• [Activity]: Set out the records again, keeping every word as it is.
___ Information supplied
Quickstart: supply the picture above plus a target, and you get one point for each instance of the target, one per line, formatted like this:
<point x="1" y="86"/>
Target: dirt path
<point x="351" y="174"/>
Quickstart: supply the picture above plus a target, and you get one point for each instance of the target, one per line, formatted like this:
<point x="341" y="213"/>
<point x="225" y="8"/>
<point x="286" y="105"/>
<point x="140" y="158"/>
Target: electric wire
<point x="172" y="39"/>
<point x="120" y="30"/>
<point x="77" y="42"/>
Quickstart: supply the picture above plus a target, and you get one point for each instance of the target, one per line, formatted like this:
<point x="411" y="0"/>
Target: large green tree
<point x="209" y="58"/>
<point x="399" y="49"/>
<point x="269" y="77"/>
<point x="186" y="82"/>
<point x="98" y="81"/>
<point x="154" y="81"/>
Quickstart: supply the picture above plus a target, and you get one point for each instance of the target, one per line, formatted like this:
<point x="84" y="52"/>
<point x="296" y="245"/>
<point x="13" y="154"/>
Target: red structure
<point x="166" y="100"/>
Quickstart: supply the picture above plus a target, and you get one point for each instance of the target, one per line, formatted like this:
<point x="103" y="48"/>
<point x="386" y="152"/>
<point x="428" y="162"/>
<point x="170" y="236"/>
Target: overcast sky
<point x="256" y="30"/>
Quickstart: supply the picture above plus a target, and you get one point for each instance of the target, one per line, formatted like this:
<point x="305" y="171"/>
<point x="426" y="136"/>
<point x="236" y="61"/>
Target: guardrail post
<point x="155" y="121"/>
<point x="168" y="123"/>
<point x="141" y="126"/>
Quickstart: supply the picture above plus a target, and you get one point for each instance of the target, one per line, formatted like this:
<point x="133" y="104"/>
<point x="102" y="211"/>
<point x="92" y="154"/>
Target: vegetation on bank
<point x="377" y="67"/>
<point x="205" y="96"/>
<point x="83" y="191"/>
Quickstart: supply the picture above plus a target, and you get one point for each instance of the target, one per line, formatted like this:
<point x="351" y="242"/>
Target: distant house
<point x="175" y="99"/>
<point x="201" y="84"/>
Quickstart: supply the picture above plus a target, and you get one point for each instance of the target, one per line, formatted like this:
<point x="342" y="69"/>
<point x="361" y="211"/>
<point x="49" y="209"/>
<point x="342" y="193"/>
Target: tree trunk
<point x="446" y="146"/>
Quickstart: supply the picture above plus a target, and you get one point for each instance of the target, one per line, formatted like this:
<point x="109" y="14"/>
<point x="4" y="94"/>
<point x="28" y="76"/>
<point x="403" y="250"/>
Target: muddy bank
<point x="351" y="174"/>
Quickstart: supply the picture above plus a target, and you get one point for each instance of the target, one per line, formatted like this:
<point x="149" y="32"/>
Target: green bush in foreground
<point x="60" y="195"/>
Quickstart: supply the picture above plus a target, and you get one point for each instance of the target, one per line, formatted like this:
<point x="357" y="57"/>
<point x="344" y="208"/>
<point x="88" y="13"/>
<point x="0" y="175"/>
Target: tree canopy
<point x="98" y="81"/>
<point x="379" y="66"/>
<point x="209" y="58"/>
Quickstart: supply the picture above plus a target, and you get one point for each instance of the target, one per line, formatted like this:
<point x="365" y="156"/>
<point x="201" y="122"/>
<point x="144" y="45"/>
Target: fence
______
• [Solution for this exercise]:
Quickstart: supply the picture above plus a target, and you get one point for each instance of the target, one per line, formatted like this:
<point x="1" y="86"/>
Target: dirt path
<point x="351" y="174"/>
Quickstart: supply the picture above plus a target, and you get one point for each instance of the target, one per line, formatted like this:
<point x="341" y="213"/>
<point x="225" y="8"/>
<point x="286" y="105"/>
<point x="140" y="158"/>
Target: electric wire
<point x="172" y="39"/>
<point x="120" y="30"/>
<point x="77" y="42"/>
Quickstart: supply the picture above plus a target, and you get one point for each instance of the target, one per line, formatted like this:
<point x="411" y="0"/>
Target: large green tree
<point x="209" y="58"/>
<point x="399" y="49"/>
<point x="269" y="77"/>
<point x="186" y="82"/>
<point x="98" y="81"/>
<point x="154" y="81"/>
Quickstart: supply the picture above plus a target, and you get one point for each instance of the target, one per line, formatted like this:
<point x="84" y="52"/>
<point x="296" y="245"/>
<point x="13" y="154"/>
Target: red structure
<point x="166" y="100"/>
Quickstart: supply the picture above plus a target, and you get one point for each instance of the target, one per line, formatted like this:
<point x="103" y="48"/>
<point x="386" y="152"/>
<point x="428" y="162"/>
<point x="170" y="236"/>
Target: overcast sky
<point x="256" y="30"/>
Quickstart: supply the picture above plus a target, and you get one point for each instance of the target, one per line, formatted like this:
<point x="305" y="171"/>
<point x="426" y="136"/>
<point x="236" y="61"/>
Target: guardrail post
<point x="155" y="121"/>
<point x="168" y="123"/>
<point x="141" y="126"/>
Quickstart: supply the picture above plus a target, and you get one point for each instance of the target, one per line, formatted like this:
<point x="133" y="104"/>
<point x="102" y="211"/>
<point x="92" y="154"/>
Target: vegetation on bank
<point x="377" y="67"/>
<point x="205" y="96"/>
<point x="83" y="191"/>
Quickstart: supply the picture above plus a target, and you get one point for each instance of the target, one per line, formatted like this:
<point x="351" y="242"/>
Target: distant house
<point x="175" y="99"/>
<point x="201" y="84"/>
Quickstart: supply the picture above plus a target, and you get one point for each instance of the target, one per line, formatted like this:
<point x="342" y="69"/>
<point x="361" y="211"/>
<point x="49" y="209"/>
<point x="342" y="193"/>
Target: tree trunk
<point x="446" y="146"/>
Quickstart: supply the picture above plus a target, and you get one point for each instance of the target, one per line, formatted like this:
<point x="109" y="14"/>
<point x="4" y="94"/>
<point x="28" y="76"/>
<point x="403" y="250"/>
Target: muddy bank
<point x="351" y="174"/>
Quickstart: supply the picture above plus a target, and you get one point for each instance of the target, one per line, formatted like this:
<point x="149" y="32"/>
Target: green bush in foreground
<point x="60" y="195"/>
Quickstart: supply the picture above plus a target, and you get one point for each instance of the target, one per line, formatted like this:
<point x="357" y="57"/>
<point x="344" y="208"/>
<point x="88" y="13"/>
<point x="0" y="175"/>
Target: tree canopy
<point x="98" y="81"/>
<point x="379" y="66"/>
<point x="209" y="58"/>
Quickstart: supply the picture above plus a target, and you get one point for each instance of the target, one per line, formatted like this:
<point x="365" y="156"/>
<point x="201" y="122"/>
<point x="144" y="45"/>
Target: fence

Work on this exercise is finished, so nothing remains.